Records supplied: Begin

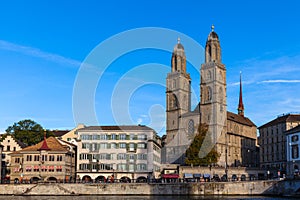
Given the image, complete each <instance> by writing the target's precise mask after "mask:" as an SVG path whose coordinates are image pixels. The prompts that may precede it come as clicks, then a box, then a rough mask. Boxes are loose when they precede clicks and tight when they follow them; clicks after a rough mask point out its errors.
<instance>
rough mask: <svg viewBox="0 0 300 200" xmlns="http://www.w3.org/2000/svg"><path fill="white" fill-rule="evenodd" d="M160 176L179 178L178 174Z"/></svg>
mask: <svg viewBox="0 0 300 200" xmlns="http://www.w3.org/2000/svg"><path fill="white" fill-rule="evenodd" d="M162 178H179V175H178V174H162Z"/></svg>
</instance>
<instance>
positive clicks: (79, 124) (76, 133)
mask: <svg viewBox="0 0 300 200" xmlns="http://www.w3.org/2000/svg"><path fill="white" fill-rule="evenodd" d="M84 127H85V126H84V125H83V124H78V125H77V126H76V127H75V128H74V129H72V130H70V131H69V132H67V133H66V134H64V135H62V136H61V137H60V138H61V139H62V140H64V141H67V142H70V143H72V144H74V145H76V146H77V138H78V135H77V130H78V129H81V128H84Z"/></svg>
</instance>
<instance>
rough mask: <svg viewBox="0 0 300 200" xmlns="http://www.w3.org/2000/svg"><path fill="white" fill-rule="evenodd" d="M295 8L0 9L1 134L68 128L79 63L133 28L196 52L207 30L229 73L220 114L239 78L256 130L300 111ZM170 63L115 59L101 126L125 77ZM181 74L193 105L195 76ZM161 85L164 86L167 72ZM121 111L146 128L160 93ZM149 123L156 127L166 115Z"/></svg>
mask: <svg viewBox="0 0 300 200" xmlns="http://www.w3.org/2000/svg"><path fill="white" fill-rule="evenodd" d="M299 7H300V2H299V1H297V0H294V1H292V0H286V1H258V0H253V1H230V0H229V1H222V0H219V1H218V0H215V1H196V0H194V1H189V0H187V1H177V0H172V1H159V0H153V1H138V0H136V1H97V0H95V1H89V0H87V1H76V0H74V1H68V0H59V1H58V0H57V1H55V0H51V1H50V0H49V1H46V0H44V1H30V0H28V1H21V0H20V1H13V0H12V1H1V2H0V69H1V73H0V94H1V95H0V97H1V101H0V102H1V103H0V132H3V131H4V130H5V129H6V128H7V127H8V126H9V125H12V124H13V123H14V122H18V121H19V120H22V119H27V118H29V119H33V120H35V121H36V122H38V123H40V124H41V125H42V126H43V127H45V128H48V129H62V128H68V129H71V128H73V127H74V126H75V122H74V119H73V111H72V95H73V87H74V83H75V80H76V76H77V73H78V70H79V68H80V64H81V63H82V62H83V61H84V60H85V58H86V57H87V56H88V55H89V53H90V52H91V51H92V50H93V49H94V48H95V47H96V46H97V45H98V44H100V43H101V42H103V41H105V40H106V39H108V38H110V37H112V36H114V35H115V34H118V33H121V32H123V31H126V30H130V29H135V28H141V27H161V28H168V29H171V30H175V31H179V32H181V33H184V34H186V35H188V36H189V37H191V38H193V39H194V40H196V41H197V42H198V43H200V44H201V45H202V46H204V45H205V41H206V38H207V36H208V34H209V32H210V27H211V25H212V24H214V25H215V31H216V32H217V33H218V35H219V37H220V40H221V47H222V59H223V63H224V64H225V65H226V68H227V84H228V85H227V104H228V110H229V111H232V112H236V108H237V104H238V89H239V88H238V85H237V84H236V83H237V82H238V81H239V72H240V71H242V73H243V82H244V85H243V90H244V104H245V115H246V116H248V117H249V118H250V119H252V121H254V123H256V125H257V126H260V125H262V124H264V123H266V122H268V121H269V120H271V119H273V118H275V117H277V115H280V114H282V113H288V112H299V111H300V93H299V86H300V75H299V74H300V73H299V72H300V39H299V35H300V26H299V21H300V15H299ZM172 39H173V38H172ZM129 42H133V43H134V42H135V41H129ZM176 42H177V41H176V38H174V45H175V44H176ZM182 44H183V45H185V44H184V40H182ZM174 45H172V46H170V51H172V49H173V46H174ZM112 50H113V49H112ZM186 51H188V49H187V48H186ZM201 56H203V55H201V52H199V60H200V57H201ZM170 58H171V54H170V53H169V52H163V51H158V50H151V49H145V50H141V51H135V52H131V53H128V54H126V55H123V56H121V57H120V58H118V59H117V60H115V62H113V64H112V65H111V66H109V68H108V69H107V71H106V72H105V74H103V79H101V81H100V82H99V85H98V87H97V90H96V94H95V111H96V115H97V117H98V120H99V122H100V123H101V124H114V123H115V121H114V117H113V114H112V112H111V99H112V94H113V91H114V86H115V85H116V84H117V82H118V81H119V80H120V79H122V78H121V77H122V76H123V75H124V74H127V73H128V71H130V70H131V69H133V68H134V67H135V66H137V65H142V64H147V63H159V64H162V65H170ZM99 59H102V58H101V57H99ZM197 67H200V66H197ZM188 70H190V73H191V76H192V78H193V88H194V89H195V94H196V96H197V97H198V96H199V88H198V85H199V74H197V70H194V69H192V68H189V69H188ZM159 77H161V78H162V80H163V81H165V77H166V74H159ZM197 88H198V89H197ZM120 103H122V100H120ZM125 103H126V102H125ZM195 103H196V101H195V102H194V105H195ZM127 104H128V108H129V112H130V115H131V118H132V123H134V124H137V123H142V124H146V125H147V124H149V123H150V121H151V116H150V115H152V114H153V113H152V114H151V112H152V111H155V110H156V109H158V110H160V111H161V108H164V106H165V88H164V87H163V86H161V85H158V84H148V85H143V86H142V87H140V88H139V89H138V90H136V91H135V92H134V93H133V94H132V95H131V96H130V99H129V101H128V102H127ZM153 105H154V108H155V109H152V111H150V110H151V108H152V107H153ZM156 105H159V106H156ZM149 111H150V113H149ZM153 116H155V114H153ZM153 116H152V117H153ZM155 118H156V119H159V121H160V122H163V120H164V115H162V114H160V115H157V116H155ZM152 120H153V119H152ZM153 126H155V127H153V128H156V126H157V127H159V125H157V124H156V125H155V124H153ZM158 132H160V130H158ZM162 133H163V132H160V134H162Z"/></svg>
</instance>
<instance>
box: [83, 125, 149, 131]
mask: <svg viewBox="0 0 300 200" xmlns="http://www.w3.org/2000/svg"><path fill="white" fill-rule="evenodd" d="M93 130H105V131H109V130H110V131H114V130H117V131H118V130H124V131H130V130H144V131H154V130H153V129H152V128H149V127H148V126H144V125H129V126H87V127H85V128H81V129H78V131H93Z"/></svg>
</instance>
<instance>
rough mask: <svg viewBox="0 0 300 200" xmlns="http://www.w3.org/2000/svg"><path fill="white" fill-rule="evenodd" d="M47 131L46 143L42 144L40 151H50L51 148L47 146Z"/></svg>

Records supplied: End

Goal of the exercise:
Output the records above exactly, leaving out pictures.

Task answer:
Given the image, complete each <instance> by writing the target's precise mask after "mask:" as an SVG path whose coordinates are image pixels. The prompts that may precede it come as clicks, then a box, then a rough mask. Boxes are loose when they precede clicks and tight when they follow them; clicks after a rough mask point out its errors.
<instance>
rough mask: <svg viewBox="0 0 300 200" xmlns="http://www.w3.org/2000/svg"><path fill="white" fill-rule="evenodd" d="M160 176L179 178L178 174Z"/></svg>
mask: <svg viewBox="0 0 300 200" xmlns="http://www.w3.org/2000/svg"><path fill="white" fill-rule="evenodd" d="M162 178H179V175H178V174H162Z"/></svg>
</instance>
<instance>
positive clicks: (79, 124) (76, 133)
mask: <svg viewBox="0 0 300 200" xmlns="http://www.w3.org/2000/svg"><path fill="white" fill-rule="evenodd" d="M84 127H85V126H84V125H83V124H78V125H77V126H76V127H75V128H74V129H72V130H70V131H69V132H67V133H66V134H64V135H62V136H61V137H60V138H61V139H62V140H64V141H67V142H70V143H72V144H74V145H76V146H77V138H78V135H77V130H78V129H81V128H84Z"/></svg>
</instance>
<instance>
rough mask: <svg viewBox="0 0 300 200" xmlns="http://www.w3.org/2000/svg"><path fill="white" fill-rule="evenodd" d="M295 8L0 9L1 134L68 128L79 63L133 28L196 52L207 30L229 73L220 114L239 78L256 130L300 111ZM170 63L115 59L101 126L125 77ZM181 74L193 105L195 76ZM161 85L164 86L167 72ZM121 111L146 128L160 93ZM149 123L156 127L166 115Z"/></svg>
mask: <svg viewBox="0 0 300 200" xmlns="http://www.w3.org/2000/svg"><path fill="white" fill-rule="evenodd" d="M299 7H300V2H299V1H297V0H294V1H292V0H286V1H258V0H253V1H230V0H229V1H222V0H219V1H218V0H215V1H196V0H194V1H189V0H187V1H177V0H172V1H159V0H153V1H138V0H136V1H97V0H95V1H89V0H87V1H76V0H74V1H68V0H59V1H58V0H57V1H55V0H51V1H50V0H49V1H46V0H44V1H30V0H28V1H21V0H20V1H13V0H12V1H1V2H0V69H1V73H0V94H1V95H0V97H1V101H0V102H1V103H0V132H3V131H4V130H5V129H6V128H7V127H8V126H9V125H12V124H13V123H14V122H18V121H19V120H22V119H27V118H29V119H33V120H35V121H36V122H38V123H40V124H41V125H42V126H43V127H45V128H48V129H62V128H68V129H71V128H73V127H74V126H75V122H74V119H73V111H72V95H73V87H74V83H75V80H76V76H77V73H78V70H79V68H80V64H81V63H82V62H83V61H84V60H85V58H86V57H87V56H88V55H89V53H90V52H91V51H92V50H93V49H94V48H95V47H96V46H97V45H98V44H100V43H101V42H103V41H105V40H106V39H108V38H110V37H112V36H114V35H115V34H118V33H121V32H123V31H126V30H130V29H135V28H141V27H161V28H168V29H171V30H175V31H179V32H181V33H184V34H186V35H188V36H189V37H191V38H193V39H194V40H196V41H197V42H198V43H200V44H201V45H202V46H204V45H205V41H206V38H207V36H208V34H209V32H210V27H211V25H212V24H214V25H215V31H216V32H217V33H218V35H219V37H220V40H221V47H222V59H223V63H224V64H225V65H226V68H227V84H228V85H227V104H228V110H229V111H232V112H236V108H237V104H238V89H239V88H238V85H237V84H236V83H237V82H238V81H239V72H240V71H242V73H243V82H244V85H243V90H244V104H245V115H246V116H248V117H249V118H250V119H252V121H254V123H256V125H257V126H260V125H262V124H264V123H266V122H268V121H269V120H271V119H273V118H275V117H277V115H280V114H282V113H288V112H299V111H300V93H299V86H300V75H299V74H300V73H299V72H300V39H299V35H300V26H299V21H300V15H299ZM172 39H173V38H172ZM129 42H133V43H134V42H135V41H129ZM176 42H177V41H176V38H174V45H175V44H176ZM182 44H183V45H185V44H184V40H182ZM174 45H172V46H170V51H172V49H173V46H174ZM112 50H113V49H112ZM186 51H188V49H187V48H186ZM201 56H203V55H201V52H199V60H200V57H201ZM170 58H171V54H170V53H169V52H163V51H158V50H151V49H145V50H141V51H135V52H131V53H128V54H126V55H123V56H121V57H120V58H118V59H117V60H115V62H113V64H112V65H111V66H109V68H108V69H107V71H106V72H105V74H103V79H101V81H100V82H99V85H98V87H97V90H96V94H95V111H96V115H97V117H98V120H99V122H100V123H101V124H114V123H115V121H114V117H113V114H112V112H111V99H112V94H113V91H114V86H115V85H116V84H117V82H118V81H119V80H120V79H122V78H121V77H122V76H123V75H124V74H127V73H128V71H130V70H131V69H133V68H134V67H135V66H137V65H142V64H147V63H159V64H162V65H170ZM99 59H102V58H101V57H99ZM197 67H200V66H197ZM188 70H190V73H191V76H192V78H193V88H194V89H195V94H196V96H197V97H198V96H199V88H198V85H199V74H197V70H194V69H192V68H189V69H188ZM159 77H161V78H162V80H163V81H165V77H166V74H159ZM197 88H198V89H197ZM120 103H122V100H120ZM125 103H126V102H125ZM195 103H196V101H195V102H194V105H195ZM127 104H128V108H129V112H130V115H131V118H132V123H134V124H137V123H142V124H146V125H147V124H149V123H150V121H151V116H150V115H152V114H153V113H152V114H151V112H152V111H155V110H156V109H158V110H160V111H161V108H164V106H165V88H164V87H163V86H161V85H158V84H148V85H143V86H142V87H140V88H139V89H138V90H136V91H135V92H134V93H133V94H132V95H131V96H130V99H129V101H128V102H127ZM153 105H154V108H155V109H152V111H150V110H151V108H152V107H153ZM156 105H159V106H156ZM149 111H150V113H149ZM153 116H155V114H153ZM153 116H152V117H153ZM155 118H156V119H159V121H160V122H163V120H164V115H162V114H160V115H157V116H155ZM152 120H153V119H152ZM153 126H155V127H153V128H156V126H157V127H159V125H157V124H156V125H155V124H153ZM158 132H160V130H158ZM162 133H163V132H160V134H162Z"/></svg>
</instance>
<instance>
box: [83, 125, 149, 131]
mask: <svg viewBox="0 0 300 200" xmlns="http://www.w3.org/2000/svg"><path fill="white" fill-rule="evenodd" d="M93 130H105V131H109V130H110V131H114V130H117V131H118V130H124V131H130V130H144V131H154V130H153V129H152V128H149V127H148V126H144V125H129V126H87V127H85V128H81V129H78V131H93Z"/></svg>
</instance>
<instance>
rough mask: <svg viewBox="0 0 300 200" xmlns="http://www.w3.org/2000/svg"><path fill="white" fill-rule="evenodd" d="M47 131L46 143L42 144L40 151H50L51 148L47 146Z"/></svg>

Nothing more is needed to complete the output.